Repeat, exactly and alone, every line from the line that contains "Question. Point out every instance of the sifter" to the end of the entries.

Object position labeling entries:
>> begin
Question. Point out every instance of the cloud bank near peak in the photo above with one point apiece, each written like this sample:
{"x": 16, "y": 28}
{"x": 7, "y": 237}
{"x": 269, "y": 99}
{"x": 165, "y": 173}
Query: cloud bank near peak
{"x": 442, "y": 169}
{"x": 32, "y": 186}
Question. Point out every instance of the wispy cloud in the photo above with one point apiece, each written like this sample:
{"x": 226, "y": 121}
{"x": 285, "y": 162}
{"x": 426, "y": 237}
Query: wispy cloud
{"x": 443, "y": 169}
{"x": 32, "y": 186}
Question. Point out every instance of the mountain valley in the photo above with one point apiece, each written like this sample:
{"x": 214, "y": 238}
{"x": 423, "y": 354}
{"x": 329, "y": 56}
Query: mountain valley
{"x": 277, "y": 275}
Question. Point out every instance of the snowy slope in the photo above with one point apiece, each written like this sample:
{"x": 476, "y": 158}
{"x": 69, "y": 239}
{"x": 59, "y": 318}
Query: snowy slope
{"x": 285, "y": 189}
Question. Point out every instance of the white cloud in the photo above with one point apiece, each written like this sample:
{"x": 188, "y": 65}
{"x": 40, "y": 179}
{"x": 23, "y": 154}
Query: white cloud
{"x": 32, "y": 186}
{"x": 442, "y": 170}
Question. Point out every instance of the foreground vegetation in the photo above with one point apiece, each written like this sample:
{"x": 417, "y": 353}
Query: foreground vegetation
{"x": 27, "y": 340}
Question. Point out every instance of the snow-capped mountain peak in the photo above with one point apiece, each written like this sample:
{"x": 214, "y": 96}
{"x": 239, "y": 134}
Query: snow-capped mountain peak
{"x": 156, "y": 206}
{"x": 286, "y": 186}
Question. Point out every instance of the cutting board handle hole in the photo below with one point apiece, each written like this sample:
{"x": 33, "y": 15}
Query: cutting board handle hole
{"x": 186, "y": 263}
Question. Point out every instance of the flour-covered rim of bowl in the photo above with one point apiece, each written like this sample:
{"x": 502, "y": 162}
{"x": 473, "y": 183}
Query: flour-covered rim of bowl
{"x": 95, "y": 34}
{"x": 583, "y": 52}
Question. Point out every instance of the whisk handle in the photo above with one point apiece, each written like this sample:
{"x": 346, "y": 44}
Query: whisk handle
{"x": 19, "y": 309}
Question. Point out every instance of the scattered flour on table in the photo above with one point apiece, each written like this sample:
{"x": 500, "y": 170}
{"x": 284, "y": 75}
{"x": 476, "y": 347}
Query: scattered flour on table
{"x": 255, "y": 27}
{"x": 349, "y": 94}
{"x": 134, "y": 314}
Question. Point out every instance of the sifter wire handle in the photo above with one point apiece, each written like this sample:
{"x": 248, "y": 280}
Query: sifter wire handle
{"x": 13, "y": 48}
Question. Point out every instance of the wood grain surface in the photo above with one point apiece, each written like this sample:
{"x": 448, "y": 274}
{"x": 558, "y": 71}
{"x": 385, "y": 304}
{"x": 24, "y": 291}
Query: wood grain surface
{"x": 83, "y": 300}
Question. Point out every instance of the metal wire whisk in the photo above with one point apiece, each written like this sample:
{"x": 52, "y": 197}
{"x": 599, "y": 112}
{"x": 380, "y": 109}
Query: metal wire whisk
>> end
**Problem solution**
Question. Point out every instance of the sifter wire handle in the photo above with one point apiece, each written like this sample:
{"x": 248, "y": 280}
Query: sifter wire handle
{"x": 13, "y": 48}
Question. Point out every instance of the wood grain surface in the photo above with one point apiece, each written like this sample:
{"x": 448, "y": 274}
{"x": 558, "y": 71}
{"x": 385, "y": 304}
{"x": 24, "y": 291}
Query: wood grain surface
{"x": 83, "y": 300}
Question. Point out every instance of the metal wire whisk in the photo above with one point apiece, each written like this sample:
{"x": 52, "y": 197}
{"x": 599, "y": 112}
{"x": 380, "y": 109}
Query: metal wire whisk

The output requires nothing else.